*What the exercise asks*. Write the next part of the article about charge traps in organic semiconductors, picking up right after its final sentence.
===== Passage
Charge Traps in Organic Semiconductors Can Actually Generate Electricity

Organic semiconductors have been in use on a small scale since 2002, when Philips created an OLED display for one of its electric shavers. They’ve since been used in a Kodak digital camera and, more recently, in a Sony 27-inch prototype OLED TV. Their lower cost and ease of manufacturing means they have great potential for use in device manufacturing.

Recently, scientists at Swansea University have developed a very sensitive method to detect the tiny signatures of so-called “charge traps” in organic semiconductors.

The research, published in Nature Communications and supported by the Welsh Government through the European Regional Development Fund, may change views about what limits the performance of organic solar cells, photodetectors and OLEDs.

Organic semiconductors are materials mainly made of carbon and hydrogen which can be flexible, low weight and colorful.

They are the key components in OLED displays, solar cells and photodetectors that can distinguish different colors and even mimic the rods and cones of the human eye.

The efficiency of organic solar cells to convert sunlight to electricity has recently reached 18% and the race is on to really understand the fundamentals of how they work.

Lead author Nasim Zarrabi, a PhD student at Swansea University said: “For a long time, we guessed that some charges that are generated by the sunlight can be trapped in the semiconductor layer of the solar cell, but we’ve never really been able to prove it.
==========
===== Material provided
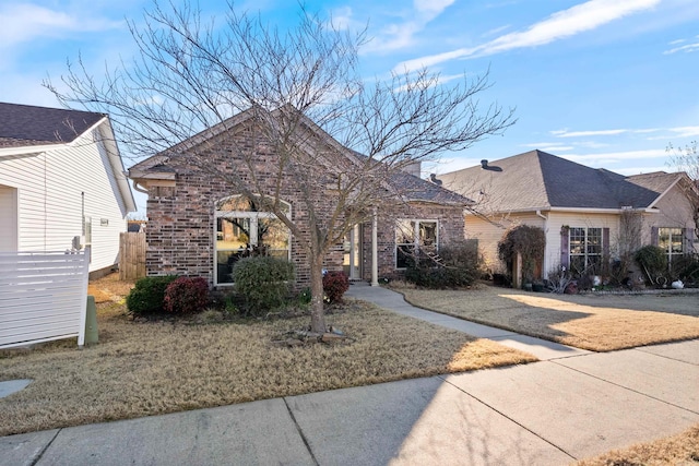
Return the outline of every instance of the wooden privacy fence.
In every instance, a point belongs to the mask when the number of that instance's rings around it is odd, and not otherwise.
==========
*Result for this exercise*.
“These traps make solar cells less efficient, photodetectors less sensitive and an OLED TV less bright, so we really need a way to study them and then understand how to avoid them — this is what motivates our work and why these recent findings are so important.”

Research lead Dr. Ardalan Armin said, “Ordinarily, traps are ‘dead ends’ so to speak; in our study we see them also generating new charges rather than annihilating them completely.

“We’d predicted this could maybe happen, but until now did not have the experimental accuracy to detect these charges generated via traps.”

Dr. Oskar Sandberg, the theorist behind the work, said that he has been waiting for such experimental accuracy for several years.

“What we observed experimentally has been known in silicon and gallium arsenide as intermediate band solar cells, in organic solar cells it has never been shown that traps can generate charges,” he said.

The additional charges generated by the traps are tiny, so they don’t generate a lot of electricity. “But it is sufficient to be able to study these effects and maybe find ways to control them in order to make genuine improvements in device performance,” Sandberg said.